Text block
------------------------------------------------
A university site has again been named as the preferred location for a consolidated pathology service for Lancashire following a second evaluation exercise, HSJ has learned.

As previously reported, the controversial plans would see more than two-thirds of the county’s “cold” pathology activity centralised at a new hub at Lancaster University, about three miles from Royal Lancaster Infirmary.

The site had already been recommended in a previous evaluation, but the full involvement East Lancashire Hospitals Trust was not factored in when this was carried out.

Documents seen by HSJ suggest the trust was subsequently “put in” the collaboration by NHS Improvement, which meant the site evaluation had to be carried out again.

The other trusts involved in the collaboration are Lancashire Teaching Hospitals Foundation Trust, Blackpool Teaching Hospital FT and University Hospitals of Morecambe Bay FT.

In a briefing to all the staff involved this week, seen by HSJ, the project leaders said the Lancaster University site had again been identified as the preferred location.

The document said: “The pathology collaboration management group assessed the shortlisted potential locations for a ‘cold’ hub against the evaluation criteria previously ranked by staff. This process was facilitated by an external company and was observed by a staff representative from each trust.
------------------------------------------------
Stored data entries
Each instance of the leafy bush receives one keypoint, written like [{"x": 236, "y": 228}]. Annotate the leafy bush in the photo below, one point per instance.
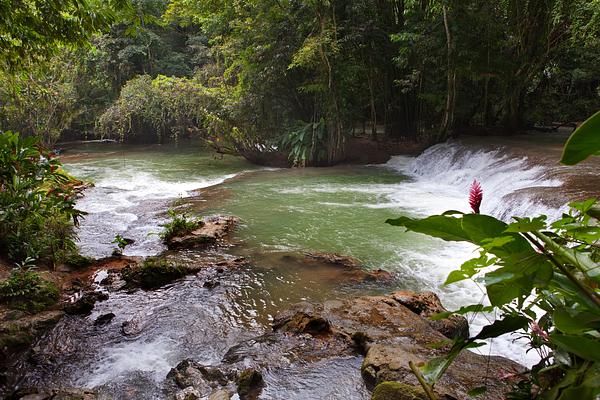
[
  {"x": 531, "y": 265},
  {"x": 179, "y": 225},
  {"x": 152, "y": 109},
  {"x": 37, "y": 202},
  {"x": 26, "y": 290}
]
------------------------------------------------
Work instruction 1
Switch "NHS Improvement" to "NHS England" in the Lancashire pathology article, and give its passage starting at "Documents seen by" and ending at "the preferred location.".
Work instruction 2
Pick up the Lancashire pathology article from its last sentence and continue it.
None of the items are needed here.

Task answer 1
Documents seen by HSJ suggest the trust was subsequently “put in” the collaboration by NHS England, which meant the site evaluation had to be carried out again.

The other trusts involved in the collaboration are Lancashire Teaching Hospitals Foundation Trust, Blackpool Teaching Hospital FT and University Hospitals of Morecambe Bay FT.

In a briefing to all the staff involved this week, seen by HSJ, the project leaders said the Lancaster University site had again been identified as the preferred location.

Task answer 2
“The results of this exercise have now been analysed by the external company and the analysis of the scores demonstrates that land on the University of Lancaster site was identified as the preferred location.

“All four trusts scored this location highly; three scoring it as their first preference and one scoring it as their second preference resulting in this option scoring 10 per cent higher than the second place option.”

A subsequent meeting found the university site remained the top scoring option after a financial appraisal, and will therefore be recommended to the project board on 19 October. If confirmed by the board it would be included in an outline business case, which would then require approval from the four trust boards.

More than £30m of funding has already been earmarked for the project by NHS England, subject to business case approvals.

HSJ understands that a number of staff are concerned about the way the evaluation process and scoring was carried out, and discussions are now taking place within the union branches.